This n8n workflow is the data ingestion pipeline for the "RAG System V2" chatbot. It automatically monitors a specific Google Drive folder for new files, processes them based on their type, and inserts their content into a Supabase vector database to make it searchable for the RAG agent.
Key Features & Workflow:
Google Drive Trigger: The workflow starts automatically when a new file is created in a designated folder (named "DOCUMENTS" in this template).
Smart File Handling: A Switch node routes the file based on its MIME type (e.g., PDF, Excel, Google Doc, Word Doc) for correct processing.
Multi-Format Extraction:
PDF: Text is extracted directly using the Extract PDF Text node.
Google Docs: Files are downloaded and converted to plain text (text/plain) and processed by the Extract from Text File node.
Excel: Data is extracted, aggregated, and concatenated into a single text block for embedding.
Word (.doc/.docx): Word files are automatically converted into Google Docs format using an HTTP Request. This newly created Google Doc will then trigger the entire workflow again, ensuring it's processed correctly.
Chunking & Metadata Enrichment: The extracted text is split into manageable chunks using the Recursive Character Text Splitter (set to 2000-character chunks). The Enhanced Default Data Loader then enriches these chunks with crucial metadata from the original file, such as file_name, creator, and created_at.
Vectorization & Storage: Finally, the workflow uses OpenAI Embeddings to create vector representations of the text chunks and inserts them into the Supabase Vector Store.

= = =

From the n8n workflow description, extract verbatim the passage that begins at the words "This n8n workflow" and stops after the words "block for embedding.".

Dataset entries
= = =

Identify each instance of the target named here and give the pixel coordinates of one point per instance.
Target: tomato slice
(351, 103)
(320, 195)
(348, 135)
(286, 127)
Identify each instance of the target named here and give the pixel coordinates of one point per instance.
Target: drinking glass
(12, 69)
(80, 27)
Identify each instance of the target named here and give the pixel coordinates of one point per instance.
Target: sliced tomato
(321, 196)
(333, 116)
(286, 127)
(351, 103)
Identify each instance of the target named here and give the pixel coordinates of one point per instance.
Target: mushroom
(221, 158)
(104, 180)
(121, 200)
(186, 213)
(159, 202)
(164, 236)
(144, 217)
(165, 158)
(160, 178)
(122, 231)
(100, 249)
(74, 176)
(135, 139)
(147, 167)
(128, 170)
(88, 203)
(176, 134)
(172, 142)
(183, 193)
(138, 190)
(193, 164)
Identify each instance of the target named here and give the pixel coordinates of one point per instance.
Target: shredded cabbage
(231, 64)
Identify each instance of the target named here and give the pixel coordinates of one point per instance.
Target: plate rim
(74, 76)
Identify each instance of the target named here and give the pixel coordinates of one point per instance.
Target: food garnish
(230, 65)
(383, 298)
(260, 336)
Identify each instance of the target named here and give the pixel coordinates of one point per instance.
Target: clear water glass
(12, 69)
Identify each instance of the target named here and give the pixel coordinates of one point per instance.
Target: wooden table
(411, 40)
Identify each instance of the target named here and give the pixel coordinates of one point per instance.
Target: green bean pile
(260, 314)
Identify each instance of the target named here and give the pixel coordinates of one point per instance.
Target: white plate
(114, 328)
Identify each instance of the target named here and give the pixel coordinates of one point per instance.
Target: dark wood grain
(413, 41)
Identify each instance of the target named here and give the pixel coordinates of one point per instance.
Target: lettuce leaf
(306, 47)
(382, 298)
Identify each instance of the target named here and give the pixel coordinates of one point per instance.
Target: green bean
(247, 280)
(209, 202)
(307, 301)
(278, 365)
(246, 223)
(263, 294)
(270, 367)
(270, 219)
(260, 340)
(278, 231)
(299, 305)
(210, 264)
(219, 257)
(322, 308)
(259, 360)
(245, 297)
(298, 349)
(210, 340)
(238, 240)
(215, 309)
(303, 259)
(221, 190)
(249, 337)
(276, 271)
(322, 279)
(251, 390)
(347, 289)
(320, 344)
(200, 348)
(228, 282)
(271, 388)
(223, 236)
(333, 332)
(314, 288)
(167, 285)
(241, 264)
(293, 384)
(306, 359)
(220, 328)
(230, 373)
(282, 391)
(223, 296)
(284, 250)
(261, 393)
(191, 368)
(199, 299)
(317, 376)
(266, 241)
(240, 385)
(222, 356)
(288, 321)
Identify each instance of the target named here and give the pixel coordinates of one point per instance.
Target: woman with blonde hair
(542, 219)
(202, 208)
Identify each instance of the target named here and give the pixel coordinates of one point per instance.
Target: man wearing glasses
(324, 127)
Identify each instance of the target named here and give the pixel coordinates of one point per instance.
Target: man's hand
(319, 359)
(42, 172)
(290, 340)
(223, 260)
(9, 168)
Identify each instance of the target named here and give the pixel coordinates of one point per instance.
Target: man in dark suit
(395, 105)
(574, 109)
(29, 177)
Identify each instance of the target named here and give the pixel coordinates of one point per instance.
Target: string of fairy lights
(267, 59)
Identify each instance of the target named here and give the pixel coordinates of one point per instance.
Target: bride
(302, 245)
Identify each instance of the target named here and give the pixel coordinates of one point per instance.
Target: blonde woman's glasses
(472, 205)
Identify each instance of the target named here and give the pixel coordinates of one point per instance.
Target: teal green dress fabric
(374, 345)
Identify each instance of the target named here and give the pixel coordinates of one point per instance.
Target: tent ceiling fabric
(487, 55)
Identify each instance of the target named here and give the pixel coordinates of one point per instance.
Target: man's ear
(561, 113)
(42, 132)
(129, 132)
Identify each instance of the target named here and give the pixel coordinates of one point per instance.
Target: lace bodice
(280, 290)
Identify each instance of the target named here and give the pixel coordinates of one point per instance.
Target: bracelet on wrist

= = =

Task response:
This n8n workflow is the data ingestion pipeline for the "RAG System V2" chatbot. It automatically monitors a specific Google Drive folder for new files, processes them based on their type, and inserts their content into a Supabase vector database to make it searchable for the RAG agent.
Key Features & Workflow:
Google Drive Trigger: The workflow starts automatically when a new file is created in a designated folder (named "DOCUMENTS" in this template).
Smart File Handling: A Switch node routes the file based on its MIME type (e.g., PDF, Excel, Google Doc, Word Doc) for correct processing.
Multi-Format Extraction:
PDF: Text is extracted directly using the Extract PDF Text node.
Google Docs: Files are downloaded and converted to plain text (text/plain) and processed by the Extract from Text File node.
Excel: Data is extracted, aggregated, and concatenated into a single text block for embedding.